◆ **WORK REQUEST**
Where the data below has the string "handle", return the whole line.

══ AVAILABLE DATA ══

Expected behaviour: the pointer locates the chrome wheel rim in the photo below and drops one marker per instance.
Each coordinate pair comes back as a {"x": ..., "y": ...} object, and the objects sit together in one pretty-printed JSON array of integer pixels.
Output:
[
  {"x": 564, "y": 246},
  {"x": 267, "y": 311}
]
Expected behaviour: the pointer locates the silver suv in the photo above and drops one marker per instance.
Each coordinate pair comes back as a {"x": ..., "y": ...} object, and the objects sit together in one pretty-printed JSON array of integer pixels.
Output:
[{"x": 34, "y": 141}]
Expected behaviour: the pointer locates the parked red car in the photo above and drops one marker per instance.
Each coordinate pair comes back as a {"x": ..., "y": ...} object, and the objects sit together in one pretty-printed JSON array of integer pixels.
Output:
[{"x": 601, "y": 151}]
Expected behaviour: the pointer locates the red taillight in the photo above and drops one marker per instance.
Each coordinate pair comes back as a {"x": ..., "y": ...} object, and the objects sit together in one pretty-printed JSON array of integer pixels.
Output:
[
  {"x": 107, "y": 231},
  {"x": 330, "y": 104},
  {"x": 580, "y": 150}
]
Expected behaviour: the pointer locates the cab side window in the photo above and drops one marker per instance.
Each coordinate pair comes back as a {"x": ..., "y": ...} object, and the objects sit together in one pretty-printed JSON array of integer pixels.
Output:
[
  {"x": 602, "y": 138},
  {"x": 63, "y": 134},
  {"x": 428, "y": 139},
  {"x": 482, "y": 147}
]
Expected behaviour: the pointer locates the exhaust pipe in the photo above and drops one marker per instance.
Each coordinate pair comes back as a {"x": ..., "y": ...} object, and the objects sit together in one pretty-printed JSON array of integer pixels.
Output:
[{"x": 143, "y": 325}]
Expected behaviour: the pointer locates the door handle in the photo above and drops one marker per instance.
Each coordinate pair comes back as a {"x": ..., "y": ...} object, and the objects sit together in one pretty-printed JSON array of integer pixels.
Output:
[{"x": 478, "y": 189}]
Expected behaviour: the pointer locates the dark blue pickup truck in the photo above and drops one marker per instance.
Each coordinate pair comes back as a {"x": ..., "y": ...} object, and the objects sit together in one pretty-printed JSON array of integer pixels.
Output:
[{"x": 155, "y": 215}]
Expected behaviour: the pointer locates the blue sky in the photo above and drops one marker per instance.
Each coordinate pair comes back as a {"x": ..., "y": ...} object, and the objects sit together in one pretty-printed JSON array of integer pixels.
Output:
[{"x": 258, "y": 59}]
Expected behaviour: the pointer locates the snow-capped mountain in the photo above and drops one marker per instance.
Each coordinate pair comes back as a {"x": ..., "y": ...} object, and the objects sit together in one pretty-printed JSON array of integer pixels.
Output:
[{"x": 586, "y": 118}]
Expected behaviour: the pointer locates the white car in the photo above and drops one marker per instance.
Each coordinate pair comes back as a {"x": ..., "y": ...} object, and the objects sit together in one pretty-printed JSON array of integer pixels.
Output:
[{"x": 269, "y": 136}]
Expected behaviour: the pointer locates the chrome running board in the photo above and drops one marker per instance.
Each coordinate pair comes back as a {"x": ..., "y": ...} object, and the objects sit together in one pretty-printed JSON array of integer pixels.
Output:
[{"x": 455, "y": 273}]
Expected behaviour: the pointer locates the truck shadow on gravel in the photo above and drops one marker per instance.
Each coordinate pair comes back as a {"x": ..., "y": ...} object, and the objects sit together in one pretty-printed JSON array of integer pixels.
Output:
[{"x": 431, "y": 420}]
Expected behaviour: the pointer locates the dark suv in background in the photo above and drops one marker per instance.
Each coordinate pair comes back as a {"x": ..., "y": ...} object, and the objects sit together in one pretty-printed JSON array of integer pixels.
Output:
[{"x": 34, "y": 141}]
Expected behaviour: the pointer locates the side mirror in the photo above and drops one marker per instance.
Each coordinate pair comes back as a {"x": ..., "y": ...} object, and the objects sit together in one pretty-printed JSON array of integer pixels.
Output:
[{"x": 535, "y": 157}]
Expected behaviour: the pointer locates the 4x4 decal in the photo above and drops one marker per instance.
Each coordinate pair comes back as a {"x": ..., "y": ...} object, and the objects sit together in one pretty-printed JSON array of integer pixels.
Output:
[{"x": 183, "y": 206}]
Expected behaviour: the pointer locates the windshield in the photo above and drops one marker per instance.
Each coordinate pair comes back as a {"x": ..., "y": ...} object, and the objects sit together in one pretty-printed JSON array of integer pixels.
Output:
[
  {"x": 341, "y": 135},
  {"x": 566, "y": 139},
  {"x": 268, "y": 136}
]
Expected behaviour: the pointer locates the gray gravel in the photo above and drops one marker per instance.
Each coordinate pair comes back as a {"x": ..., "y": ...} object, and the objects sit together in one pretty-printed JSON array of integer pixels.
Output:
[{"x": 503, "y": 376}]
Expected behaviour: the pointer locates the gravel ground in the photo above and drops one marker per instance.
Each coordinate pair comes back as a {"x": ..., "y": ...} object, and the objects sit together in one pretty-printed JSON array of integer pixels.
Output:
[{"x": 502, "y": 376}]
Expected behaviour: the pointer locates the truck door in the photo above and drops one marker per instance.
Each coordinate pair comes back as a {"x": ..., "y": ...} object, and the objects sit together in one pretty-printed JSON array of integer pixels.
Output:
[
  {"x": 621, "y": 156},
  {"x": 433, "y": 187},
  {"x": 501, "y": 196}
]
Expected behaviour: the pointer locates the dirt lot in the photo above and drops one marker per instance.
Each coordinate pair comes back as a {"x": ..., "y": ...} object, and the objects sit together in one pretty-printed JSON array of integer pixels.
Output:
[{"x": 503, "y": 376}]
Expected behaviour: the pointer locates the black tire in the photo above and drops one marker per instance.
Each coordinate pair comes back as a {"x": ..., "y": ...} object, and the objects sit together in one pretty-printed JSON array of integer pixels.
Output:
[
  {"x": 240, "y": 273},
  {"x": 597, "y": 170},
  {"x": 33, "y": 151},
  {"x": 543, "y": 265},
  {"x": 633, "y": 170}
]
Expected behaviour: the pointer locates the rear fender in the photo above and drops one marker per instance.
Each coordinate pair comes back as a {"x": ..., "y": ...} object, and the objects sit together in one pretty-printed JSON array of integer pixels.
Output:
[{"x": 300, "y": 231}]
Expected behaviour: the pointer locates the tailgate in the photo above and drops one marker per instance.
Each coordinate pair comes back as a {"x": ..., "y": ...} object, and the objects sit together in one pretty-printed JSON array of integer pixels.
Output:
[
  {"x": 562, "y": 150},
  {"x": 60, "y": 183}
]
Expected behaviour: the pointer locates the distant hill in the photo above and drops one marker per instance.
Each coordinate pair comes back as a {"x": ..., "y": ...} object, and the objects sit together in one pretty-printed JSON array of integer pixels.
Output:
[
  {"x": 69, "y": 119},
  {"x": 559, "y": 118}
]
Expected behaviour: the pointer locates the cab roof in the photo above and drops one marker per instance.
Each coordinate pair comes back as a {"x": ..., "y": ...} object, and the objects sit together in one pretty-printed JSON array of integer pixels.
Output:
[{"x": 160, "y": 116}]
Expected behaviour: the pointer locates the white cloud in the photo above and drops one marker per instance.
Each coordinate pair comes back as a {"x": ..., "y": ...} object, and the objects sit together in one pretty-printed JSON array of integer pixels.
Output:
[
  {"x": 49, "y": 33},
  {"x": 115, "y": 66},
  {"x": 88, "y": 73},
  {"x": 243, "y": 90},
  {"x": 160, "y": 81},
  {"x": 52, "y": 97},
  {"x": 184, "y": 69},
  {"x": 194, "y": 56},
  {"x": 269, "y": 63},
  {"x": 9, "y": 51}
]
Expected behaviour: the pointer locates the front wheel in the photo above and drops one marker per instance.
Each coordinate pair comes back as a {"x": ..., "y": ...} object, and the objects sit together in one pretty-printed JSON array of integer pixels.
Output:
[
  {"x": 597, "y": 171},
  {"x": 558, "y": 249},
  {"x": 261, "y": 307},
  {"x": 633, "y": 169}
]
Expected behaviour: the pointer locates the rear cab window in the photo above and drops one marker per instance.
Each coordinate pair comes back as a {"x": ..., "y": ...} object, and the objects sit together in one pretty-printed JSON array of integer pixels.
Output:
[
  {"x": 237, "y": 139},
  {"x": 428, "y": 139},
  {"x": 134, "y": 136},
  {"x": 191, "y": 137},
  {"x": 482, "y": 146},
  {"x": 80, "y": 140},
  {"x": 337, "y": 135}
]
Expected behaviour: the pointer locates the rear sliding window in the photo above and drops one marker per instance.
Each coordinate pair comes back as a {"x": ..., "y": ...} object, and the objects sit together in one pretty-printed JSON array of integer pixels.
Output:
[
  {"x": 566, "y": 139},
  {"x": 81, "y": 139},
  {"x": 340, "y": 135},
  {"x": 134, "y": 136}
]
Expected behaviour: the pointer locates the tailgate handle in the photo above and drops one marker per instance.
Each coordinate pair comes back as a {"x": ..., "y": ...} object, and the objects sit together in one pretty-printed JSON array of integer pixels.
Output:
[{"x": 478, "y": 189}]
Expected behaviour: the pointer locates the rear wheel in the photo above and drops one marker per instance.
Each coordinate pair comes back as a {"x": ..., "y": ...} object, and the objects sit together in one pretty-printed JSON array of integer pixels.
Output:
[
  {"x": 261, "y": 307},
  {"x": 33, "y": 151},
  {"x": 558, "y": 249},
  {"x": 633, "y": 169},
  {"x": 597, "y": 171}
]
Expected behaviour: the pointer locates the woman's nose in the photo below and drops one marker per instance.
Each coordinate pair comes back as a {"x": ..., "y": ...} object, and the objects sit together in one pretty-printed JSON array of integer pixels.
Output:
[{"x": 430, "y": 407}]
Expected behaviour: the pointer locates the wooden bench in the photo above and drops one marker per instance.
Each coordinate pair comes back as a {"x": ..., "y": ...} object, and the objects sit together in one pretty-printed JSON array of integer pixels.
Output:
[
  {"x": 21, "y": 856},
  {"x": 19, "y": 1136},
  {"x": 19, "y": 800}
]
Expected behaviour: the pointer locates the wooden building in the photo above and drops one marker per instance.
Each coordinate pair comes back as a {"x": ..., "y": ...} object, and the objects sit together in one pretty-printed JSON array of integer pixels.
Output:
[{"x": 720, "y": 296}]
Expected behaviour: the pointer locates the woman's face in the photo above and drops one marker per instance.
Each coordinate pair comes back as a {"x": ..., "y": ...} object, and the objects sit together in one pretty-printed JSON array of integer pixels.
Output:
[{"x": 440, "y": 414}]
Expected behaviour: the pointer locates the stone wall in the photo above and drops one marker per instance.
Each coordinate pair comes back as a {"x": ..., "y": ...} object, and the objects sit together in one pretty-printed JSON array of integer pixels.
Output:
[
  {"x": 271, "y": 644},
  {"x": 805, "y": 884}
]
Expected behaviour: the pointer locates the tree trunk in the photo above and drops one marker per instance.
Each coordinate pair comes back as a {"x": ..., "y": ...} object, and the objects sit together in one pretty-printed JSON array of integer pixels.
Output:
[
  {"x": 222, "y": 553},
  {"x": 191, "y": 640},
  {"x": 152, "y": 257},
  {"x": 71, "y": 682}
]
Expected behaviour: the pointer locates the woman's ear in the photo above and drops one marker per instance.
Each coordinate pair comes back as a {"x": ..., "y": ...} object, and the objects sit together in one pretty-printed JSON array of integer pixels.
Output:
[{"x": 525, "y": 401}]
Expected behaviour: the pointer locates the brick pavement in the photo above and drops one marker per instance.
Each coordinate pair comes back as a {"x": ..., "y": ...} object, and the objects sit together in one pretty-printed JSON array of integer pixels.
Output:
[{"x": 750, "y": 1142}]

═══

◆ **RESPONSE**
Expected behaviour: the pointer locates the door handle in the photo above and drops one marker per instance.
Expected behaviour: the pointer locates the tailgate handle in the photo above and drops one marker per instance.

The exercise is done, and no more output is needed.